Repeat the lines of the listing below word for word, from the line containing "the white aisle" through the end of the listing, with both ends included.

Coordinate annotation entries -
▼▼▼
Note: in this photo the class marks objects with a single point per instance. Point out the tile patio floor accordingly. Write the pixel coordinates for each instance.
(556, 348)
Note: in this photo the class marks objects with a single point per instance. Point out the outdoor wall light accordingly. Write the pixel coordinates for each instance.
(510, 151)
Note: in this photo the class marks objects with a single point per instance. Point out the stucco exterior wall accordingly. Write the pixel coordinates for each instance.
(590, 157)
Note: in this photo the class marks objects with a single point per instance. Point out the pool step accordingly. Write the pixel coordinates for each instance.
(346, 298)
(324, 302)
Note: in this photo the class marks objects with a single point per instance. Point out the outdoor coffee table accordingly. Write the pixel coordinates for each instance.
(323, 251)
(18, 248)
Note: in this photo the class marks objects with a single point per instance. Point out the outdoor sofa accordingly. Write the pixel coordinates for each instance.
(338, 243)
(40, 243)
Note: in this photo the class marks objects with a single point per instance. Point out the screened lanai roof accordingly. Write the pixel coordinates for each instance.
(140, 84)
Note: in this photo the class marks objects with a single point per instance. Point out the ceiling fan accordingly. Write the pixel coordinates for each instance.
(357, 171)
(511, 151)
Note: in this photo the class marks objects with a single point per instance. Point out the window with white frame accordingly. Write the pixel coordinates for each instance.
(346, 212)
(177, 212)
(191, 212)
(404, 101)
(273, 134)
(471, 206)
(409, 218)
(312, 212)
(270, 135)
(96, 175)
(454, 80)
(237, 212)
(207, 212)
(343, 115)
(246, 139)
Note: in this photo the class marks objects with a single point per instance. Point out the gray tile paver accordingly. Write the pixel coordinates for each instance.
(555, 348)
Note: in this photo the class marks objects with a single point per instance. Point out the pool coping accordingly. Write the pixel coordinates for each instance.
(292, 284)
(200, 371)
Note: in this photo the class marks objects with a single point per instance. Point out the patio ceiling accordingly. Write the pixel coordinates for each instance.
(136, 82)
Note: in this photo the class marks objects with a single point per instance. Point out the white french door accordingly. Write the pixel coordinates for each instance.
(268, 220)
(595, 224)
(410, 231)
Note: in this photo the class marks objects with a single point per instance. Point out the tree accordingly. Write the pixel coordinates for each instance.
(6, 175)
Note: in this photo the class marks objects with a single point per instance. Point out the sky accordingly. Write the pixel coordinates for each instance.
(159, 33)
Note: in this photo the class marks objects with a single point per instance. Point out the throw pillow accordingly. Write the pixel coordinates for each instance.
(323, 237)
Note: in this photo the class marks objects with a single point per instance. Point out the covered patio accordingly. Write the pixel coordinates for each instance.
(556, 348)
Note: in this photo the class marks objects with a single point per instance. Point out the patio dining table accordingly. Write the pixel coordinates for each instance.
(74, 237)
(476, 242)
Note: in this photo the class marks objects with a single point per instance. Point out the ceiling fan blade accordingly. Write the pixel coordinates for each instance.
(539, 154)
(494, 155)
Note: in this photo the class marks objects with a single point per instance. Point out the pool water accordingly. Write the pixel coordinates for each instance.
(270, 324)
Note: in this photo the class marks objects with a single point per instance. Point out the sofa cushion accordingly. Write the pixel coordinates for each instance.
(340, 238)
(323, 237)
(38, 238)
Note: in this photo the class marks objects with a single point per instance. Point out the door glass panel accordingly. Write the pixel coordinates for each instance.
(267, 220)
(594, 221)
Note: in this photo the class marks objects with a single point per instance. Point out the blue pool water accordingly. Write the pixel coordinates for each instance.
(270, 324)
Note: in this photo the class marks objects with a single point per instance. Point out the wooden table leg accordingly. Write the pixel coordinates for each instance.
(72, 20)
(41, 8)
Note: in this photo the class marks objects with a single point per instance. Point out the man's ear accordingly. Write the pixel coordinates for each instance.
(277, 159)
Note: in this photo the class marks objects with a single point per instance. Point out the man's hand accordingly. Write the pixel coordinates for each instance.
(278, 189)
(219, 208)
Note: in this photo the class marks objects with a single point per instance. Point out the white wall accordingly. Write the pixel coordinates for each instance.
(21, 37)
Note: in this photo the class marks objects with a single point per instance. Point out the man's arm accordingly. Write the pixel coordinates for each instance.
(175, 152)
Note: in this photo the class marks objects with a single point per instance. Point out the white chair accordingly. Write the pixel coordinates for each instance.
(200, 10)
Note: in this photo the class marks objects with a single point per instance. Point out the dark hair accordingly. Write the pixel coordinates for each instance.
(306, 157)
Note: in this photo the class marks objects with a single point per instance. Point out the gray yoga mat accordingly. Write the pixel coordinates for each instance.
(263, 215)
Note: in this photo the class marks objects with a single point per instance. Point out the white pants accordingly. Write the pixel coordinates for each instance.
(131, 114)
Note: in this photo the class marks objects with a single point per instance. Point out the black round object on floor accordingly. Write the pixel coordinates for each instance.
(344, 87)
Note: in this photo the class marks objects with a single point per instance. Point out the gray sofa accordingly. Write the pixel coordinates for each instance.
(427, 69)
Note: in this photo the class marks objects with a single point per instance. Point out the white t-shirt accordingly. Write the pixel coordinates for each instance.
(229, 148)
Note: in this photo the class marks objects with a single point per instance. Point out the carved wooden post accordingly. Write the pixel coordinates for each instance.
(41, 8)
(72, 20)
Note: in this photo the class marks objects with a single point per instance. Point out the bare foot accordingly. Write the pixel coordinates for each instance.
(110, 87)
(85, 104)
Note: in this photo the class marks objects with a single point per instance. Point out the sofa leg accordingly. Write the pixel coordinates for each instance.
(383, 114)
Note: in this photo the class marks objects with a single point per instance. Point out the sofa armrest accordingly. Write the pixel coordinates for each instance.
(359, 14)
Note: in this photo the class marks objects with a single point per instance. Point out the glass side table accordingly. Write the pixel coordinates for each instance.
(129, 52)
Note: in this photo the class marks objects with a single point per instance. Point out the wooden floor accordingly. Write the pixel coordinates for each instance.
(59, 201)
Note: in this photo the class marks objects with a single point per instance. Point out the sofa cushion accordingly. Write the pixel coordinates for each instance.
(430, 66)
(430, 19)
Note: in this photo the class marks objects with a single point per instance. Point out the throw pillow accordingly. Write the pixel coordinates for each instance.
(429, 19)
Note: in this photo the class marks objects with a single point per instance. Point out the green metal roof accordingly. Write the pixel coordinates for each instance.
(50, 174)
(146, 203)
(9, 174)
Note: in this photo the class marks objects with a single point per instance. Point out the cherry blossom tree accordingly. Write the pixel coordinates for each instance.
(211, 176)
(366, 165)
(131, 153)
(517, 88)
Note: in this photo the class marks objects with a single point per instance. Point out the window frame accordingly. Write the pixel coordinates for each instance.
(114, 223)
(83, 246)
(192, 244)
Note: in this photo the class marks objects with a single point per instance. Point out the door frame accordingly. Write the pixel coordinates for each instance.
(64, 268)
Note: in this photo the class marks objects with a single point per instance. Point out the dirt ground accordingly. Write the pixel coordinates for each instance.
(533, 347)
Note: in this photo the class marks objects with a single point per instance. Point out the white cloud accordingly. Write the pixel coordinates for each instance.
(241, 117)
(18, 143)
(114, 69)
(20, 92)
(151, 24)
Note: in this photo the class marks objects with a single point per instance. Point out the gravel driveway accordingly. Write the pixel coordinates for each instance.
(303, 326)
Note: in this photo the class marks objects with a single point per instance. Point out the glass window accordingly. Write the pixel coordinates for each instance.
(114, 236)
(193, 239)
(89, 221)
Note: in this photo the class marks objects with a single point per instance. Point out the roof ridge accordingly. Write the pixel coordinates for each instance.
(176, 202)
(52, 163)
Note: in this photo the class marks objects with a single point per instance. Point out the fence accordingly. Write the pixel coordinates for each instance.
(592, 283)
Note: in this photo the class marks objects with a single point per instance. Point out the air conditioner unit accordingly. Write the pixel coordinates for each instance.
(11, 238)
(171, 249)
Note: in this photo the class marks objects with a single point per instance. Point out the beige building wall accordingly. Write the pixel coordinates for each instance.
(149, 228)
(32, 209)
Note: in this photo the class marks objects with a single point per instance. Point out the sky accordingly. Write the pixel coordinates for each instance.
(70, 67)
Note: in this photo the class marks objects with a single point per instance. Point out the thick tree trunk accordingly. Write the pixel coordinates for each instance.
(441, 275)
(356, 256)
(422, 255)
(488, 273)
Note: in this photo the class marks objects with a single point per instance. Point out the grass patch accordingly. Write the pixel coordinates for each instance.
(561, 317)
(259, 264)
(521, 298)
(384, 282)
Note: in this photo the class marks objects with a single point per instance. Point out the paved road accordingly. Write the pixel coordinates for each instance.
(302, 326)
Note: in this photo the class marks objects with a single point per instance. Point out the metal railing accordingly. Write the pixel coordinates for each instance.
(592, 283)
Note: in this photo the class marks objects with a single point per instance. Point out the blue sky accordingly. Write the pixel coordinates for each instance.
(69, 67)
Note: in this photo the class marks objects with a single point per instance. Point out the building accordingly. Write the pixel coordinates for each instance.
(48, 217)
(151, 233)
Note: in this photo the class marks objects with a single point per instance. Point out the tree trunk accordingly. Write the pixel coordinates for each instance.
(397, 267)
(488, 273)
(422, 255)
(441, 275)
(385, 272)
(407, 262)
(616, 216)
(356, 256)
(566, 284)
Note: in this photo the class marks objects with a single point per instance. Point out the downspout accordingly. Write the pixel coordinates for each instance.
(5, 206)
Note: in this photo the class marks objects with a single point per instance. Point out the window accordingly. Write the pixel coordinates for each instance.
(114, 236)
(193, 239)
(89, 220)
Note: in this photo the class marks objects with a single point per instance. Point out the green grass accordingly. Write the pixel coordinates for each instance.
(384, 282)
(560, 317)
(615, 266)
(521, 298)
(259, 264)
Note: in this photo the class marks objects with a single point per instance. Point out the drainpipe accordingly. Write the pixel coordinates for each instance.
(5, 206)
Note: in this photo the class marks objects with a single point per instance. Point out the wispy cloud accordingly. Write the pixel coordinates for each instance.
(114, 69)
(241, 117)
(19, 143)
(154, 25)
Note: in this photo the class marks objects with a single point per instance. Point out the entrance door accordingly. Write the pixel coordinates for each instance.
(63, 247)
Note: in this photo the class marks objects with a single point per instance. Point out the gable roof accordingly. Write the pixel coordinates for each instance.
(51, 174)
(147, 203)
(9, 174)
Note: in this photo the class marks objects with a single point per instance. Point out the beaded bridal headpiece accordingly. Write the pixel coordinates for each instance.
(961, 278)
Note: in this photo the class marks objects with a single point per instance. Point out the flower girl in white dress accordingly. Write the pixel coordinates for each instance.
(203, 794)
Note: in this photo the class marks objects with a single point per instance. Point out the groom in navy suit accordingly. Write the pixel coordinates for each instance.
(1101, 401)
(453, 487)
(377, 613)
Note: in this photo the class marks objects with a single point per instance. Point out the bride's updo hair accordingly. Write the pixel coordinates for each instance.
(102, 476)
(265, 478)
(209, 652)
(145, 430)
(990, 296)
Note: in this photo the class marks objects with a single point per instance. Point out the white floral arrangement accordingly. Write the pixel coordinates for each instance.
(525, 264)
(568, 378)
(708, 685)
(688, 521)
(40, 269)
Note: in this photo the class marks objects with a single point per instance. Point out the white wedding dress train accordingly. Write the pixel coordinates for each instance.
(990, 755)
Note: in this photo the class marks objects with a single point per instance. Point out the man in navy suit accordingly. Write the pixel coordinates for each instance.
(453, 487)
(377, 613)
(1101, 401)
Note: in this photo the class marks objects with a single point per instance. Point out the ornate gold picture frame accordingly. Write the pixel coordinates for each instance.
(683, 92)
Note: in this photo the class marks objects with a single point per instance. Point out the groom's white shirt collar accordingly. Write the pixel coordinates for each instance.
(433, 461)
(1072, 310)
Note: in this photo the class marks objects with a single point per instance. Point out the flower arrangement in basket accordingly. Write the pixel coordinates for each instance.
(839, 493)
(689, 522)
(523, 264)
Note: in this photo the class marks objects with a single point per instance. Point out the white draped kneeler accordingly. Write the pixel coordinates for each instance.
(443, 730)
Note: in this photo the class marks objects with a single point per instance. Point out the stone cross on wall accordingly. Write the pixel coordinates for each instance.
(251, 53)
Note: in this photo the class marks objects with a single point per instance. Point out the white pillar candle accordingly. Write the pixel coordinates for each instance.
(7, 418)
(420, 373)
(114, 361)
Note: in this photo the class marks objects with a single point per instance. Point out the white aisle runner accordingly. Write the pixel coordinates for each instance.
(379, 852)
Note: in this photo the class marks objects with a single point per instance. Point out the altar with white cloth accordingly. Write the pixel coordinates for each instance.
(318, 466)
▲▲▲
Worked solution -
Note: in this photo the class marks objects with a single point per instance. Point out the white aisle runner accordingly. Write the pixel coordinates for each instance.
(379, 852)
Note: in this photo the class marks objects with a single point per instance. Point out the altar with white cloth accordingly. Write the pixel coordinates for each instance.
(318, 466)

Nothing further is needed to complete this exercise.